EXTRACT TO READ -

Corpora Overview PDF Videos Resources Help / FAQ My account

English-Corpora.org

CORPORA AND AI / LLMs: Notes and disclaimers

Mark Davies / March 2025

1. Data and theory
I am a retired professor of (Corpus) Linguistics, not a computer scientist. While I am very interested in AI and LLMs at an "amateur" level, I know relatively little about the theory underlying machine learning, deep learning, neural networks, and so on. I have a close family member who is close to receiving a PhD in this field, and even though he has tried his best to explain some of these concepts to me, I must confess that my now-60+ year old brain has probably only internalized some of these concepts, and so any errors in analysis are mine alone. While there might be (even very basic) misunderstandings about the theory underlying LLMs in these white papers, my hope is that the data that I have presented here will be of benefit to those who are involved in trying to interpret better how LLMs work.

2. These tests are simply a “first attempt”

WORK TASK - Write out the entire page on corpora and LLMs word for word. Work only from the page on corpora and AI shown above.

SUPPLIED MATERIAL -

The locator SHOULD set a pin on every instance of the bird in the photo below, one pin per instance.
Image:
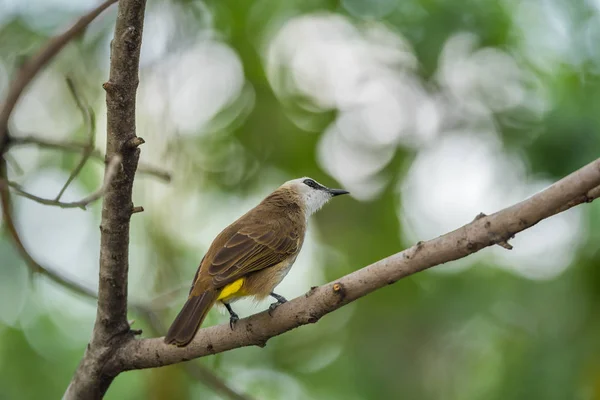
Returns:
(251, 256)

RESULT FOR THIS TASK -
Corpora Overview PDF Videos Resources Help / FAQ My account

English-Corpora.org

CORPORA AND AI / LLMs: Notes and disclaimers

Mark Davies / March 2025

1. Data and theory
I am a retired professor of (Corpus) Linguistics, not a computer scientist. While I am very interested in AI and LLMs at an "amateur" level, I know relatively little about the theory underlying machine learning, deep learning, neural networks, and so on. I have a close family member who is close to receiving a PhD in this field, and even though he has tried his best to explain some of these concepts to me, I must confess that my now-60+ year old brain has probably only internalized some of these concepts, and so any errors in analysis are mine alone. While there might be (even very basic) misunderstandings about the theory underlying LLMs in these white papers, my hope is that the data that I have presented here will be of benefit to those who are involved in trying to interpret better how LLMs work.

2. These tests are simply a “first attempt”